##### Trecho do texto #####

O Brasil, que por anos marchou com convicção pelas ruas do país, agora parece ter acordado de um longo transe populista

Quem viu, viu. Quem não viu, talvez não veja mais. Onde antes havia milhões, agora se vê milhares. Onde antes havia euforia, agora impera a apatia. O Brasil, que por anos marchou com convicção pelas ruas do país, agora parece ter acordado de um longo transe populista. E simplesmente não se dispõe mais a bater ponto nas ruas para perpetuar o eterno teatro da polarização.
Mas o que aconteceu? E o que isso significa para o futuro político do Brasil? Para que possamos entender essa transformação, precisamos voltar até um passado recente, em 2013. Naquele ano, o que começou como um protesto contra o aumento das passagens de ônibus em São Paulo, virou um levante nacional contra um sistema político que parecia cego, surdo e mudo aos interesses do povo brasileiro. Sem partidos, sem bandeiras, sem lideranças claras, a multidão expressava uma insatisfação difusa que, aos poucos, foi capturada por diferentes grupos que convergiram entre si e lutaram juntos contra um inimigo em comum.
A esquerda tentou canalizar o movimento para causas sociais. A direita viu ali o início de um sentimento de indignação coletivo que terminaria no impeachment da ex-presidenta Dilma Rousseff em 2016. E, entre uma coisa e outra, milhões de brasileiros aprenderam o poder que tinham em suas mãos quando unidos por um interesse em comum. As manifestações arrastaram multidões para as ruas, consolidando uma nova forma de pressão política no Brasil.

##### Dados armazenados #####

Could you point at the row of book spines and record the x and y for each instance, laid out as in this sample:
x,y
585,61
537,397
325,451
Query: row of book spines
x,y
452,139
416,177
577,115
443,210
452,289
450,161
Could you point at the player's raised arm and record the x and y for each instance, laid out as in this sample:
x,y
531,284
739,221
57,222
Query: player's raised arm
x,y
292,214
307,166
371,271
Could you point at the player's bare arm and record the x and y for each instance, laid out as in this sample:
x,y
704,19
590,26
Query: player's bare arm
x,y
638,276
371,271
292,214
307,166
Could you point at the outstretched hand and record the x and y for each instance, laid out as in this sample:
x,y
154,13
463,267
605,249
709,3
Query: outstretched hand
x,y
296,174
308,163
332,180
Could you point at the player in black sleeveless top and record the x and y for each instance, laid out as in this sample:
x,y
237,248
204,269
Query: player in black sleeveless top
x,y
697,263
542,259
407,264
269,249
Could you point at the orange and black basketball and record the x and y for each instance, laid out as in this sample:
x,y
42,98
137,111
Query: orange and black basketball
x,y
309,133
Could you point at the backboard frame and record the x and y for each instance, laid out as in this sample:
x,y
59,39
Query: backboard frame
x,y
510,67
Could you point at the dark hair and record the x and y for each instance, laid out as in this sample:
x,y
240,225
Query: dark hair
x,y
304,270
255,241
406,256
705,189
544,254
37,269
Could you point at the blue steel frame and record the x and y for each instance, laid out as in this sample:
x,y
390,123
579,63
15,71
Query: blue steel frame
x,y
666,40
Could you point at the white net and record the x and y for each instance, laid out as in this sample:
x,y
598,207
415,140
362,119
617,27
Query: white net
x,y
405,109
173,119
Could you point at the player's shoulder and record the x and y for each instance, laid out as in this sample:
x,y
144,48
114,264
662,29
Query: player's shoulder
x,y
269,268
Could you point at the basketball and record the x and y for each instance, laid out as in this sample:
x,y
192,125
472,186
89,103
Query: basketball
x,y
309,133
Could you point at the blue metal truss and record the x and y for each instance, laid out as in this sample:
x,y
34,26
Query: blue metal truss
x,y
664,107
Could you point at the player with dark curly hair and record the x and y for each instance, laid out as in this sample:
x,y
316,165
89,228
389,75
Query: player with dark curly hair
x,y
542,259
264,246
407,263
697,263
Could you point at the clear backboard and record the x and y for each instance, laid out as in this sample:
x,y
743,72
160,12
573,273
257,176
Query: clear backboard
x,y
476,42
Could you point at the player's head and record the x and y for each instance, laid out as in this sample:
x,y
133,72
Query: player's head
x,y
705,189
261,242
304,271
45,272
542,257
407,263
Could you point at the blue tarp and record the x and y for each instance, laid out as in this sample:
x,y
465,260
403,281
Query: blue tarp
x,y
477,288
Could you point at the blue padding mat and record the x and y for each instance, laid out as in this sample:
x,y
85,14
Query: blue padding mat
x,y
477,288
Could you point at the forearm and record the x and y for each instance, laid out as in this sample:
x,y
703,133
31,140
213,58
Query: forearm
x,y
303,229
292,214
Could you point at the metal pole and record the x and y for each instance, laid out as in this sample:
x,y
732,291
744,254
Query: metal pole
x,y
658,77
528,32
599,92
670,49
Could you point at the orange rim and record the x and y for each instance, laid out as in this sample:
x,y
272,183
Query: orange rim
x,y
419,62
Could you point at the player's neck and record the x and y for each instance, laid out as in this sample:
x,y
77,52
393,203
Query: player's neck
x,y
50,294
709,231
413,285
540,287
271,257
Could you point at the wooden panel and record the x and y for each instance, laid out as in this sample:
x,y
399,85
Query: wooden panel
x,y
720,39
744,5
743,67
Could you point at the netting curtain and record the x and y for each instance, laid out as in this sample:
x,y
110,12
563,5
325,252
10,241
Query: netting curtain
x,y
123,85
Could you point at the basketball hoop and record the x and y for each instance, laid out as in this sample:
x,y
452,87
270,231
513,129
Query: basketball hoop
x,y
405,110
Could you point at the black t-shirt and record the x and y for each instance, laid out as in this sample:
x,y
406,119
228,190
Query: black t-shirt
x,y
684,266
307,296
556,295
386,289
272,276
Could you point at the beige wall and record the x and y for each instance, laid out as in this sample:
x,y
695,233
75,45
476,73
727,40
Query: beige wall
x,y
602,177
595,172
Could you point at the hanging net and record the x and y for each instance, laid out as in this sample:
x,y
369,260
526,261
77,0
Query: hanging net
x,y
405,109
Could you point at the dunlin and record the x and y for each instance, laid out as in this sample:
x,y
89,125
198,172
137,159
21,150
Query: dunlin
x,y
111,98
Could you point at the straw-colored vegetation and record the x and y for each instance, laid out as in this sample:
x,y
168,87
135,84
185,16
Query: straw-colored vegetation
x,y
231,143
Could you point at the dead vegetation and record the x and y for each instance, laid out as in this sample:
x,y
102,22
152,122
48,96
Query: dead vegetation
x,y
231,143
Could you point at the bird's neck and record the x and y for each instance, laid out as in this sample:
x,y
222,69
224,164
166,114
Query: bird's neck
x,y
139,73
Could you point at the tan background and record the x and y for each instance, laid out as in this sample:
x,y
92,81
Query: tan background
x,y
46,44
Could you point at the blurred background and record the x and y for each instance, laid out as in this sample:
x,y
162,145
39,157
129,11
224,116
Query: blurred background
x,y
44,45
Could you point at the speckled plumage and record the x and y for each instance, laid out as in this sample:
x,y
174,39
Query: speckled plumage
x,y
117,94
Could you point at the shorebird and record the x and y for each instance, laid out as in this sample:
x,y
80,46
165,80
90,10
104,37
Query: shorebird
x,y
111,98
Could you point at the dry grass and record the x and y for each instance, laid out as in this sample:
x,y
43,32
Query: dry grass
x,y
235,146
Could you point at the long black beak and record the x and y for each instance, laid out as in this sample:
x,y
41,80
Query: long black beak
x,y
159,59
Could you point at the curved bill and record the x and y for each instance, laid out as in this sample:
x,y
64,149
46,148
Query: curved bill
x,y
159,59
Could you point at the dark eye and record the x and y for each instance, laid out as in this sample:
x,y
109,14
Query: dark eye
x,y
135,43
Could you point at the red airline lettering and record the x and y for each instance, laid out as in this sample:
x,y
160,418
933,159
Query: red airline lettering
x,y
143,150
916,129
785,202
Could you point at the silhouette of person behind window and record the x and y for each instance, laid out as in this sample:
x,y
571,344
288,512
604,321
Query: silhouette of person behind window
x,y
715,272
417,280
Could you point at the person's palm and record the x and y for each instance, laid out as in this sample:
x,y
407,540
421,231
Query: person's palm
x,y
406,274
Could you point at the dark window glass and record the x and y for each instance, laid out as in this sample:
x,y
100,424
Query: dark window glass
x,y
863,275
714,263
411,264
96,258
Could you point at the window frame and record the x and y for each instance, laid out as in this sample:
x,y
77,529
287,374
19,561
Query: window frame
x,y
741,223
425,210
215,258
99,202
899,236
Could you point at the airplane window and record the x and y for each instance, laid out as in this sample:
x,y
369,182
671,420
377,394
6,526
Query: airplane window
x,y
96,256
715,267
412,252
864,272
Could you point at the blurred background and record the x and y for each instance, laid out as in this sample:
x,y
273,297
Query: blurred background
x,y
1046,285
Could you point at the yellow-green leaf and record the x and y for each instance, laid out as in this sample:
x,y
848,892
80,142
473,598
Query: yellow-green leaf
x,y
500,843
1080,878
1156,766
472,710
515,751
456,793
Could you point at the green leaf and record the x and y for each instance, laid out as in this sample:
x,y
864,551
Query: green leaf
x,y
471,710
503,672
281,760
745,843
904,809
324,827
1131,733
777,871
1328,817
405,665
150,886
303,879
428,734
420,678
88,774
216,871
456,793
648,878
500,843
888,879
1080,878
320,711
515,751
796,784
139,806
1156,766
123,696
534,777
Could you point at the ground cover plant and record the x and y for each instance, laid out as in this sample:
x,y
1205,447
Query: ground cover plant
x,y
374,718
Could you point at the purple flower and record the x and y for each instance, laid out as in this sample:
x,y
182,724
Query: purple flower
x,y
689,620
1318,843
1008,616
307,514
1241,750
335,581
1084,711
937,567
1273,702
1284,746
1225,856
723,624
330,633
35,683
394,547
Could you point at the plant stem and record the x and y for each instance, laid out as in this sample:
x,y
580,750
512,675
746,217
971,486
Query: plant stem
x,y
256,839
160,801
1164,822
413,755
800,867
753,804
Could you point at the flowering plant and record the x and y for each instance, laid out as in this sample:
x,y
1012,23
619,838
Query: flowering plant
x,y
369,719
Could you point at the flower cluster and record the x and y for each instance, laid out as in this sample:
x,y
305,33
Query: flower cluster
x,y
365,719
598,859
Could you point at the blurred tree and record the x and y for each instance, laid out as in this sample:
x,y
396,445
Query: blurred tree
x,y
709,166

#####

> [Tarefas a fazer]:
A. Responda a estas perguntas com base no texto sobre as manifestações no Brasil:
(i) Contra o que começou o protesto de 2013 em São Paulo?
(ii) Em que ano ocorreu o impeachment da ex-presidenta Dilma Rousseff?
(iii) O que impera agora onde antes havia euforia?
B. Reescreva a parte do texto sobre as manifestações no Brasil que começa com as palavras "Mas o que aconteceu?" e termina com "inimigo em comum.", trocando "multidão" por "população".
C. Escreva a continuação do texto sobre as manifestações no Brasil a partir do ponto em que ele termina.
Não é preciso consultar a listagem.

> [Respostas finais]:
A.
(i) Contra o aumento das passagens de ônibus.
(ii) Em 2016.
(iii) A apatia.

B.
Mas o que aconteceu? E o que isso significa para o futuro político do Brasil? Para que possamos entender essa transformação, precisamos voltar até um passado recente, em 2013. Naquele ano, o que começou como um protesto contra o aumento das passagens de ônibus em São Paulo, virou um levante nacional contra um sistema político que parecia cego, surdo e mudo aos interesses do povo brasileiro. Sem partidos, sem bandeiras, sem lideranças claras, a população expressava uma insatisfação difusa que, aos poucos, foi capturada por diferentes grupos que convergiram entre si e lutaram juntos contra um inimigo em comum.

C.
Mas eis que, em 2025, as mesmas lideranças que antes arrastavam milhões para as ruas, agora lutam para mobilizar e juntar uma pequena plateia de fieis seguidores. Em 16 de março, Jair Bolsonaro esperava reunir 1 milhão de apoiadores na orla de Copacabana com o objetivo de demonstrar força política contra a sua inelegibilidade, reivindicando anistia aos presos do 8 de janeiro. No entanto, compareceram pouco mais de 18 mil, segundo a Universidade de São Paulo (USP). Nem 2% do público esperado. A direita, que já dominou a mobilização popular no passado, viu seu poder de liderança fracassar diante da maior liderança política recente.
Duas semanas depois, em 30 de março, a esquerda tentou responder com protestos contra a anistia e pela prisão de Bolsonaro, um movimento político que tentaria mostrar ao brasileiro que a esquerda continuava forte no cenário político, mas mesmo com apoio de sindicatos e movimentos sociais, o resultado foi pior que o resultado de seus adversários, reunindo aproximadamente 6,6 mil pessoas, segundo a USP. Pouca gente nas ruas, pouca repercussão, pouco impacto. — O Brasil simplesmente não se importa mais. — Mas, o que mudou desde 2013?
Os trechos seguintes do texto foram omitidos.